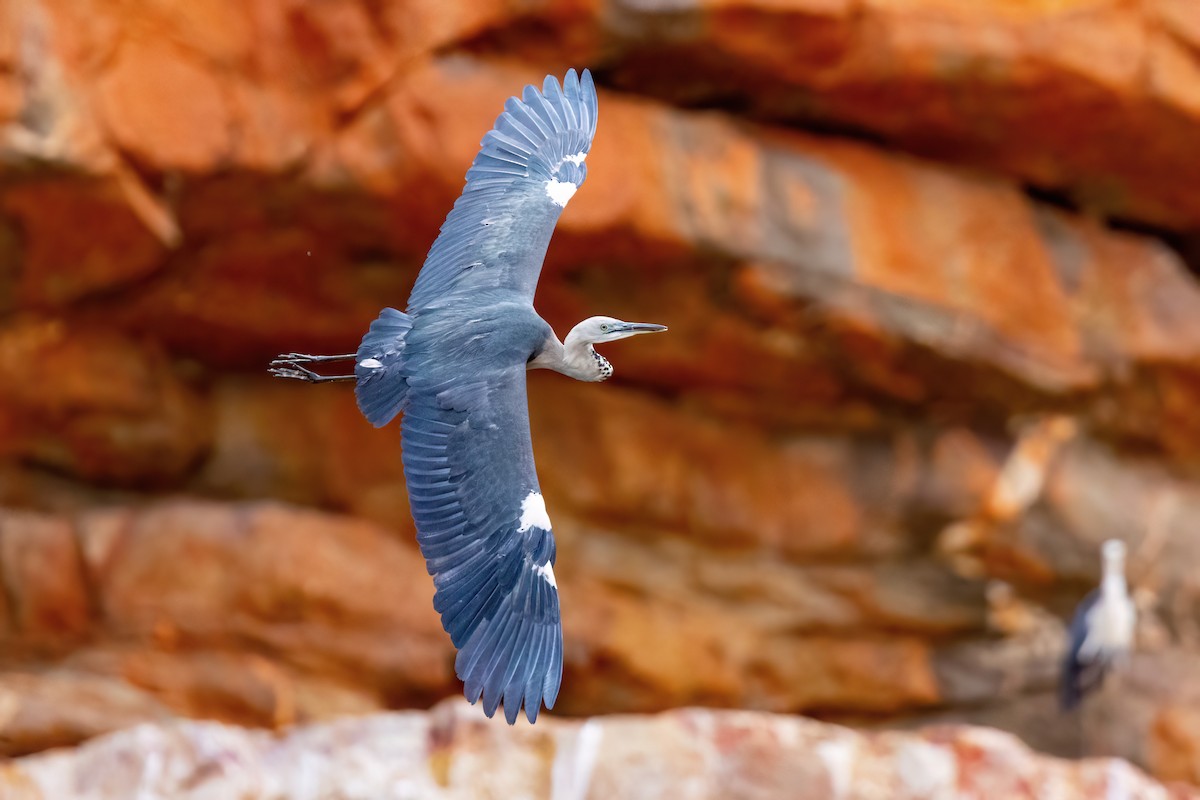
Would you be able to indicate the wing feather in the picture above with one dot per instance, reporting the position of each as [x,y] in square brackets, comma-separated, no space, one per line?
[496,235]
[468,461]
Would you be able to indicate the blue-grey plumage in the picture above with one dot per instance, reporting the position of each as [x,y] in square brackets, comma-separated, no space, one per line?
[454,364]
[1102,631]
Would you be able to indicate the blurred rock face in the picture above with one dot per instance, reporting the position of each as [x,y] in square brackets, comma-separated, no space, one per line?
[453,752]
[892,378]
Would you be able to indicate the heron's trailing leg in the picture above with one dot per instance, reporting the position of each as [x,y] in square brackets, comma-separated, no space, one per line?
[289,366]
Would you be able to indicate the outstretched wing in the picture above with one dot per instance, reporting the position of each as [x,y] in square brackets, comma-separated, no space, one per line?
[484,531]
[528,167]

ABOUT THIS TASK: An exact copy of the material is required, minus the pictures.

YOUR SOLUTION:
Would you be able to indicate the wing feather in the picture above with one dot per instance, reporting the position of each as [x,y] in square brackets, comma-separated, no space, one per line?
[496,235]
[468,461]
Would you be able to indicate the blue-grey plumage in the picture above with one dot per instance, reporting the position of each as [x,y] in square brackets, comma-separated, no space, one per line?
[454,364]
[1102,631]
Would you be able to indicate the blurred rock face in the picture above with one dot per instance, reporting the position of each as [x,y] in square brackets, comma-separated, no space, one per line?
[453,752]
[892,378]
Would you be able to indicate the heron's trailing leg in the picture above with one dot per instance, reporting the position of each as [x,y] in square brackets, comma-separated, no space, one per line?
[289,366]
Would you be able to indicate the outstretched wing in the picture above with one dot per instance, reporting the position of each as [x,y] in square brackets, comma-separated, no space, one per line?
[484,531]
[528,167]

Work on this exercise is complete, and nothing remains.